>> begin Provided entries

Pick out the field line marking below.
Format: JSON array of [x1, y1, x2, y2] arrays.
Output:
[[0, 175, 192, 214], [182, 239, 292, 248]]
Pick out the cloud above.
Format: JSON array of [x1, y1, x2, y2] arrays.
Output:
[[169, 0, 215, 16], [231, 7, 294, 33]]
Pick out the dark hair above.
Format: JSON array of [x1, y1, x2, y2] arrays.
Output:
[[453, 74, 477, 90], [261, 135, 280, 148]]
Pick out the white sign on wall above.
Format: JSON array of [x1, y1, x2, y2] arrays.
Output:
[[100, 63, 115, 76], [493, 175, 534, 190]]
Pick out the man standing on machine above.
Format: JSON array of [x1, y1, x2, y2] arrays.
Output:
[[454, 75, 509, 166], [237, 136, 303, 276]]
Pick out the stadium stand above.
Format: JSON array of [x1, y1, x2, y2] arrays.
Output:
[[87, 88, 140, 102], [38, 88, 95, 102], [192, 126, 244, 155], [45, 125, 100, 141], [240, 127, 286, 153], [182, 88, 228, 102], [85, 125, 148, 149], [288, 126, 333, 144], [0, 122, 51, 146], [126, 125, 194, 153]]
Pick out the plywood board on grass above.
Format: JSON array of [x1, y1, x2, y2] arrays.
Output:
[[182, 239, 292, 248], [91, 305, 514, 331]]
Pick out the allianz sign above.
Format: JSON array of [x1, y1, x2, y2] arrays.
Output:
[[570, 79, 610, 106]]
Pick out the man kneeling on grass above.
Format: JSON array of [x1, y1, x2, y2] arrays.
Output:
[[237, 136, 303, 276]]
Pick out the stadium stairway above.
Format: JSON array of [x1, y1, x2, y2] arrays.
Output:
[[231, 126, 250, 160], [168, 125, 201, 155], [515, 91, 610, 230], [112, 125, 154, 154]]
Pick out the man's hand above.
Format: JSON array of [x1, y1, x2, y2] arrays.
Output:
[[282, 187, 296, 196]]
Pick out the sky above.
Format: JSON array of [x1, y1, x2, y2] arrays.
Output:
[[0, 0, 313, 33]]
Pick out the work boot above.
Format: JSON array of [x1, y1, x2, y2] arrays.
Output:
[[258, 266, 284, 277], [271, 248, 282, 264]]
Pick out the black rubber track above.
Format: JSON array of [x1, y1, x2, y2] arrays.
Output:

>> end Provided entries

# Task:
Reproduce every line above verbatim, from the first line to the last.

# Finished exercise:
Pick out the field line marking below.
Format: JSON array of [x1, y1, x2, y2] arrays.
Output:
[[0, 175, 192, 214], [182, 239, 292, 248]]
Pick out the cloud above.
Format: JSON array of [x1, y1, x2, y2] arrays.
Output:
[[169, 0, 215, 16], [231, 7, 294, 33]]
Pick out the dark hair above.
Format: JSON array of [x1, y1, x2, y2] arrays.
Output:
[[453, 74, 477, 90], [261, 135, 280, 148]]
Pick out the white sign on wall above.
Format: JSON array of [x1, y1, x2, y2] arrays.
Output:
[[100, 63, 115, 76], [493, 175, 534, 190]]
Pick out the man standing on machine above.
Format: JSON array of [x1, y1, x2, y2] arrays.
Output:
[[454, 75, 509, 166], [237, 136, 303, 276]]
Pick out the stadium stand above.
Format: JSON array of [x1, y1, x2, y2] arrays.
Output:
[[87, 88, 140, 102], [38, 88, 95, 102], [192, 126, 244, 155], [45, 125, 100, 141], [240, 127, 286, 153], [182, 88, 228, 102], [85, 125, 148, 149], [288, 126, 333, 144], [0, 122, 51, 146], [126, 125, 194, 153]]
Pick out the plywood board on grass above.
Format: JSON array of [x1, y1, x2, y2] arrays.
Output:
[[182, 239, 292, 248], [91, 305, 514, 331]]
Pick out the allianz sign above.
Format: JSON array of [x1, y1, x2, y2] arrays.
Output:
[[570, 79, 610, 106]]
Pick out the man kneeling on grass above.
Format: JSON array of [x1, y1, x2, y2] arrays.
Output:
[[237, 136, 303, 276]]
Pick out the stadium stairway above.
Format: JSON array of [x1, y1, x2, y2] arrays.
Output:
[[231, 126, 250, 160], [168, 125, 201, 155], [515, 91, 610, 230], [112, 125, 154, 154]]
Pick out the man's hand above.
Format: JSON array of [x1, y1, x2, y2] arrays.
Output:
[[282, 187, 296, 196]]
Pick out the sky above.
Format: JSON array of [x1, y1, x2, y2] arrays.
Output:
[[0, 0, 313, 33]]
Pick out the work boot above.
Format: JSON array of [x1, y1, x2, y2] arrays.
Output:
[[258, 266, 284, 277], [271, 248, 282, 264]]
Pick out the black rubber track above.
Format: JSON array of [x1, y1, x2, y2] arrays.
Output:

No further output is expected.